▸ **TO DO**
What is needed is an exact copy of the entries below, from the line that contains "# output is" through the final line, both included, and nothing else.
[[ SUPPLIED DATA open ]]
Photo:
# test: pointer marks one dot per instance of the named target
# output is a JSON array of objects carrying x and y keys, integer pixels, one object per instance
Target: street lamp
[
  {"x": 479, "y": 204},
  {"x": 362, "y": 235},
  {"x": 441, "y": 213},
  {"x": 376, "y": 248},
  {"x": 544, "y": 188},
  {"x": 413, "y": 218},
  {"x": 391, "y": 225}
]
[[ SUPPLIED DATA closed ]]
▸ **RESPONSE TO THE EXERCISE**
# output is a JSON array of objects carrying x and y keys, integer pixels, one object per instance
Target: street lamp
[
  {"x": 479, "y": 204},
  {"x": 362, "y": 235},
  {"x": 441, "y": 213},
  {"x": 376, "y": 248},
  {"x": 544, "y": 188},
  {"x": 413, "y": 218},
  {"x": 391, "y": 225}
]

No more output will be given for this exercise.